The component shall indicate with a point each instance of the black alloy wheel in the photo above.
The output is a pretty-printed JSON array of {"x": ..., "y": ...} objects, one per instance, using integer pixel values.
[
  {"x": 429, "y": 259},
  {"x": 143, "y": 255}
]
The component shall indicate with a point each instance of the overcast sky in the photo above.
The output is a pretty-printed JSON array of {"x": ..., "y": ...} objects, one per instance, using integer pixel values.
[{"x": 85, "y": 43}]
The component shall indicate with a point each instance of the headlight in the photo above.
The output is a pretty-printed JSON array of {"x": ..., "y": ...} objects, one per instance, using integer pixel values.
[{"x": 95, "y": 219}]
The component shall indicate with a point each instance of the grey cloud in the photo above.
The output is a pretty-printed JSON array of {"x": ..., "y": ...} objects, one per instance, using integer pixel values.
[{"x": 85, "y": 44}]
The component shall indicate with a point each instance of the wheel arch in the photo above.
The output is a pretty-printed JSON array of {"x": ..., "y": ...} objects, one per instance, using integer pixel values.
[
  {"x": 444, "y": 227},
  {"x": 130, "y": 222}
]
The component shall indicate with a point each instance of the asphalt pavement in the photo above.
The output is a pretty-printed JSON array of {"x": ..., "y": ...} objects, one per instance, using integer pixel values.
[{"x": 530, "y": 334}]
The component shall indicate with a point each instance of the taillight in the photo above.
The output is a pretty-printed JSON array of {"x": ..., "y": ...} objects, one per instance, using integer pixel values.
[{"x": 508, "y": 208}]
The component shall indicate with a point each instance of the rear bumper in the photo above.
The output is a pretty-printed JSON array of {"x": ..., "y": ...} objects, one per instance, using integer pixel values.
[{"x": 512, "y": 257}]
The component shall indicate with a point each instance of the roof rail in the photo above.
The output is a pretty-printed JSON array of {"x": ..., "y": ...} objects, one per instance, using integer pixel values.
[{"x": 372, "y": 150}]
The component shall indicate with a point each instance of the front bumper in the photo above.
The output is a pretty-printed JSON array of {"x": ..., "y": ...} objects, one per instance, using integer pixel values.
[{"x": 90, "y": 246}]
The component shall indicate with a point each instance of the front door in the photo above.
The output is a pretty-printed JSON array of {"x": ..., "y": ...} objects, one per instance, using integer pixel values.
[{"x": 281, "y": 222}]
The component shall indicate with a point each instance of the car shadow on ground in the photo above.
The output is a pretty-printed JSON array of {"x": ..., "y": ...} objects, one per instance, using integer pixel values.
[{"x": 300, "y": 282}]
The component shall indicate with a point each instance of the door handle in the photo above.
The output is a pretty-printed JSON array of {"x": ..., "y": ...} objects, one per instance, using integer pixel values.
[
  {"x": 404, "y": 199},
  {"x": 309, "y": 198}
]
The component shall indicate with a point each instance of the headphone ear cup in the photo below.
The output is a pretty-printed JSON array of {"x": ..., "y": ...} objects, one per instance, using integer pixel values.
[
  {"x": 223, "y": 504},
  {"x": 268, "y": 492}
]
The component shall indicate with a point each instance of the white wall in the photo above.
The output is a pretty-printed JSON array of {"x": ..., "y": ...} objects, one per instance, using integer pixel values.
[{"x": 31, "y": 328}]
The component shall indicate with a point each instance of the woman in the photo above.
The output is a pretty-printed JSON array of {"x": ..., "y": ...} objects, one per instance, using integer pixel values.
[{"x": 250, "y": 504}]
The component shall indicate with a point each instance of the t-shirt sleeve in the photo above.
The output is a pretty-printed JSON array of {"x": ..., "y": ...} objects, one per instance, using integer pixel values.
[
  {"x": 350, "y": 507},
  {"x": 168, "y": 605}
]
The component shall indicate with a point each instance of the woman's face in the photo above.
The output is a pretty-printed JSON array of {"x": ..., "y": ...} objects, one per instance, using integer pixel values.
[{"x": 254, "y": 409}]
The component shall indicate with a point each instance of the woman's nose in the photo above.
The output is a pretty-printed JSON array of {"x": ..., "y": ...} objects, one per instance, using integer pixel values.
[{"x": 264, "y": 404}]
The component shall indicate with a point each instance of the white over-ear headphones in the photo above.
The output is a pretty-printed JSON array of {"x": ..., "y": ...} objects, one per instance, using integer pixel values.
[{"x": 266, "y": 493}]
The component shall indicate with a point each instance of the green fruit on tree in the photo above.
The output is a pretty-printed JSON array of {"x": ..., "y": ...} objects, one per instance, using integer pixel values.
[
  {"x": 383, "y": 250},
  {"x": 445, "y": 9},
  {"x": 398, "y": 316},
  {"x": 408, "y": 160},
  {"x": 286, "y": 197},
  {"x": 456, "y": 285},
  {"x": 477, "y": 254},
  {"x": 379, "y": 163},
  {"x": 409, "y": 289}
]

++++++++++++++++++++

Reproduce the data in full, exactly as presented.

◆ COMPLETE RESPONSE ◆
The component shall indicate with a point each instance of the black alloy wheel in the photo above.
The output is a pretty-printed JSON array of {"x": ..., "y": ...} objects, one per instance, using integer pixel values.
[
  {"x": 429, "y": 259},
  {"x": 143, "y": 255}
]
The component shall indicate with a point each instance of the overcast sky in the photo above.
The output is a pretty-printed JSON array of {"x": ..., "y": ...} objects, one per instance, using integer pixel values.
[{"x": 85, "y": 43}]
The component shall indicate with a point each instance of the headlight in the photo above.
The output is a pretty-printed JSON array of {"x": ..., "y": ...} objects, one per instance, using integer pixel values.
[{"x": 95, "y": 219}]
The component shall indicate with a point each instance of the grey cloud in the photo above.
The output is a pretty-printed JSON array of {"x": ..., "y": ...} objects, one per instance, using integer pixel values.
[{"x": 85, "y": 44}]
The component shall indicate with a point each instance of the wheel arch in the photo above.
The output is a pretty-printed JSON array of {"x": ..., "y": ...} objects, one per instance, using integer pixel values.
[
  {"x": 444, "y": 227},
  {"x": 130, "y": 222}
]
The component shall indicate with a point each instance of the asphalt pavement in the photo above.
The output is a pretty-printed JSON array of {"x": ..., "y": ...} objects, one per instance, using integer pixel values.
[{"x": 530, "y": 334}]
The component shall indicate with a point each instance of the taillight in the photo above.
The output is a pretty-printed JSON array of {"x": ..., "y": ...} objects, one per instance, using integer pixel values.
[{"x": 508, "y": 208}]
The component shall indicate with a point each instance of the rear bumper in the photo above.
The output is a pretty-printed JSON array of {"x": ..., "y": ...} objects, one per instance, using integer pixel values.
[{"x": 512, "y": 257}]
The component shall indicate with a point each instance of the roof rail in the photo above.
The output is a pretty-printed JSON array of {"x": ..., "y": ...} objects, one per instance, using integer pixel values.
[{"x": 372, "y": 150}]
The component shall indicate with a point each instance of the front bumper in the photo above.
The output is a pretty-printed JSON array of {"x": ..., "y": ...} objects, one per instance, using integer pixel values.
[{"x": 90, "y": 246}]
The component shall indicate with a point each instance of the front door in the photo above.
The output is a pretty-printed JSON array of {"x": ..., "y": ...} objects, one per instance, using integer pixel values.
[{"x": 281, "y": 222}]
The component shall indicate with a point each instance of the car shadow on ground in the photo above.
The output is a pretty-printed JSON array of {"x": ..., "y": ...} objects, one per instance, using integer pixel values.
[{"x": 300, "y": 282}]
The component shall indicate with a point each instance of the door handle in the photo above.
The output is a pretty-printed JSON array of {"x": ..., "y": ...} objects, one per instance, using integer pixel values.
[
  {"x": 404, "y": 199},
  {"x": 309, "y": 198}
]
The component shall indicate with a point each instance of the headphone ear cup in the photo below.
The output is a pretty-printed JSON array of {"x": ..., "y": ...} objects, one per instance, using integer pixel values.
[
  {"x": 223, "y": 504},
  {"x": 268, "y": 492}
]
The component shall indicate with a point each instance of the white wall in the photo above.
The output is a pretty-printed JSON array of {"x": ..., "y": ...} objects, one per instance, using integer pixel values.
[{"x": 31, "y": 328}]
The component shall indicate with a point each instance of the woman in the photo above.
The output is a pretty-printed JSON array of {"x": ..., "y": ...} objects, one per instance, using integer pixel values.
[{"x": 250, "y": 504}]
The component shall indicate with a point each instance of the t-shirt sleeve in the photo above.
The output is a pretty-printed JSON array of {"x": ..., "y": ...} objects, one per instance, using integer pixel values.
[
  {"x": 350, "y": 507},
  {"x": 168, "y": 605}
]
The component shall indicate with a point each instance of the woman's face in the photo above.
The output is a pretty-printed JSON array of {"x": ..., "y": ...} objects, one per instance, using integer pixel values.
[{"x": 254, "y": 409}]
The component shall indicate with a point each instance of the woman's nose in the photo above.
The output is a pretty-printed JSON array of {"x": ..., "y": ...} objects, one per instance, using integer pixel values.
[{"x": 264, "y": 404}]
The component shall indicate with a point each instance of the white over-ear headphones in the photo above.
The output is a pretty-printed JSON array of {"x": ..., "y": ...} objects, one per instance, using integer pixel values.
[{"x": 266, "y": 493}]
The component shall indicate with a point each instance of the green fruit on tree in the photo above.
The output is a pretty-printed JSON array of {"x": ..., "y": ...} objects, one per instance, using integer pixel values.
[
  {"x": 383, "y": 250},
  {"x": 445, "y": 9},
  {"x": 398, "y": 316},
  {"x": 408, "y": 160},
  {"x": 286, "y": 197},
  {"x": 456, "y": 285},
  {"x": 477, "y": 254},
  {"x": 379, "y": 163},
  {"x": 409, "y": 289}
]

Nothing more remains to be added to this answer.